This feature is a part of official 2.79 version, located in Properties Editor > Object > Cycles Settings. Simply enable it for the object that you want to be the shadow "catcher".

Plane with Shadow Catcher enabled. Background - HDR image

In 2.80, Shadow Catcher can be found under Properties Editor > Object > Visibility.


Shadow / Light Receiver ___ HDRi

As an extension of the answer, I will keep this previous method. Why?

  • This material can also receive lights. Useful in case you use other emitters or lights in a scene, that should affect the ground.

  • This material gives you precise feedback if the HDRi lights correctly. If not, ground plane will be brighter or darker (or will tend to be a different colour tone) depending on image condition.

Material for ground (plane) is Diffuse shader with assigned Environmetal (Equirectangular) HDRi texture. The same texture used for World. The trick here is to use "Reflection" texture coordinates with negative Z value (-1).

Note: Works only for flat surface (like a plane).
--------
Job: Rewrite the shadow catcher text starting at "Material for ground" and ending after "(like a plane).", with "Emission shader" put in place of "Diffuse shader". The lines that come next have no connection to the shadow catcher text.

Dataset section:
--------
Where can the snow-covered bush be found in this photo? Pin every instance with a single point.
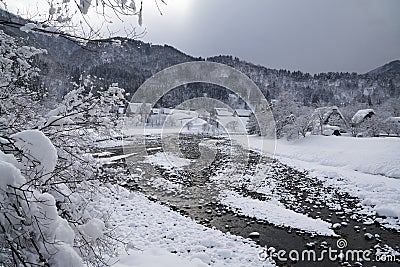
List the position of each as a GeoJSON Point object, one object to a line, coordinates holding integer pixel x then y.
{"type": "Point", "coordinates": [48, 177]}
--------
Exercise response:
Material for ground (plane) is Emission shader with assigned Environmetal (Equirectangular) HDRi texture. The same texture used for World. The trick here is to use "Reflection" texture coordinates with negative Z value (-1).

Note: Works only for flat surface (like a plane).